> [Explore the material]
1. In the article on post-Covid-19 insurance risks, write out the passage from "An intangible asset" up to and including "during the pandemic." word for word.
2. According to the article on post-Covid-19 insurance risks, which two organizations produced the new report?

> [Document excerpt]

Business

Insurance firms to face post Covid-19 risks, report warns

Thursday, August 13th, 2020 00:00 | By
Insurance firms to face post Covid-19 risks.

Steve Umidha @UmidhaSteve

A looming uncertainty in the magnitude of economic disruption brought by the coronavirus (Covid-19) pandemic will increase downside risks for many insurers in the months ahead, a new report by Lloyd’s and KPMG has warned.

Titled, Protecting Intangible Assets: Preparing for a New Reality, 2020, the report paints a worrying picture on how Covid-19 has increased companies’ exposure to new risks, many of which implicate the intangible assets held by businesses currently going through re-set modes.

The report released this week says insurance companies across the globe will struggle to offer indemnity covers to companies whose reputation and brand have suffered as a result of drastic measures they took such as unprecedented layoffs and salary cuts among others in order to remain afloat in the face of the pandemic.

“They will have to rethink the optimal ways of using risk management practices to build internal resilience and become proficient at safeguarding their existing and new intangible assets,” it reads.

Intellectual property

An intangible asset is an asset that is not physical in nature and includes a company’s reputation, goodwill, brand recognition and intellectual property (IP) such as patents, trade marks and copyrights and is usually very hard to evaluate.

Reputation and brand, human capital, and IP appear to be the most valuable of asset types, although particularly in the case of human capital are sometimes difficult to quantify for most insurers.

Risk owners according to Sonja Rottiers, the chief executive of Lloyd’s Insurance Company, in businesses across all industries will have to be alive to these changes to make sure they have the right tools to keep enhancing their corporate value.

“With unprecedented scrutiny on firms’ behaviour, reputational issues are one of many posing a threat to firms’ resilience during the pandemic.

New ways of working are also presenting own unique challenges, amplifying the complexity of managing intellectual property and conduct risk amongst a remote workforce,” he says.

For businesses to stay resilient, operationally and financially, awareness of what intangible assets are and how they can be protected will be critical and will form a considerable part of their risk management strategy.

The economic damage from the Covid-19 outbreak has already been significant and has ruthlessly exposed the deep faultiness in the country’s insurance sector which predominantly lacks radical innovations and post pandemic interventions.

Indeed, investments, gross premium income and claims incurred from general insurance last year, recorded slowed growths of 2.2, 1.5 and 1.2 per cent, according to the National Economic Survey, and now players in the sector predict a rougher 2020 – fuelled by the pandemic shocks.

While the majority of local insurers do not cover pandemic risks, experts say “out of the box strategies” will be a key component if industry players are to avoid an expected upsurge in claims that are indirectly related to the pandemic.

Stored items from a collection
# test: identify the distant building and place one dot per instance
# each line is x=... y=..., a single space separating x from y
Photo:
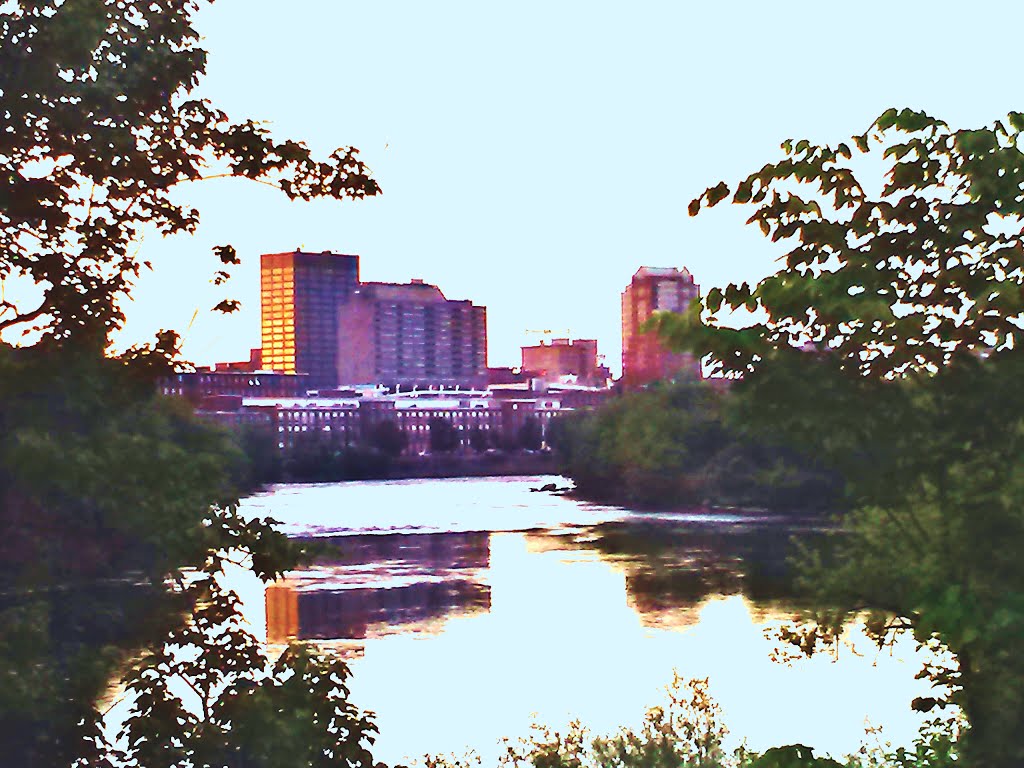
x=406 y=335
x=644 y=356
x=300 y=298
x=197 y=385
x=563 y=359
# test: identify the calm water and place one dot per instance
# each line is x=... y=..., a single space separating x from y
x=468 y=606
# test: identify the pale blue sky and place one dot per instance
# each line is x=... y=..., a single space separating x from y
x=534 y=156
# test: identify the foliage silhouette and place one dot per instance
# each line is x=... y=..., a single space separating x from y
x=116 y=505
x=890 y=346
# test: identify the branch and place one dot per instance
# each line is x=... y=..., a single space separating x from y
x=19 y=318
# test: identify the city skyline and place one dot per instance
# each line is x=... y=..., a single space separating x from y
x=540 y=179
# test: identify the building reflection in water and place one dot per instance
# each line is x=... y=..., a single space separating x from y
x=375 y=585
x=670 y=567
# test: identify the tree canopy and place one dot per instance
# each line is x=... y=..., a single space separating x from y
x=890 y=346
x=117 y=507
x=99 y=126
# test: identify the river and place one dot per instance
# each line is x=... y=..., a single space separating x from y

> [Responses per task]
1.
An intangible asset is an asset that is not physical in nature and includes a company’s reputation, goodwill, brand recognition and intellectual property (IP) such as patents, trade marks and copyrights and is usually very hard to evaluate.

Reputation and brand, human capital, and IP appear to be the most valuable of asset types, although particularly in the case of human capital are sometimes difficult to quantify for most insurers.

Risk owners according to Sonja Rottiers, the chief executive of Lloyd’s Insurance Company, in businesses across all industries will have to be alive to these changes to make sure they have the right tools to keep enhancing their corporate value.

“With unprecedented scrutiny on firms’ behaviour, reputational issues are one of many posing a threat to firms’ resilience during the pandemic.

2. Lloyd's and KPMG.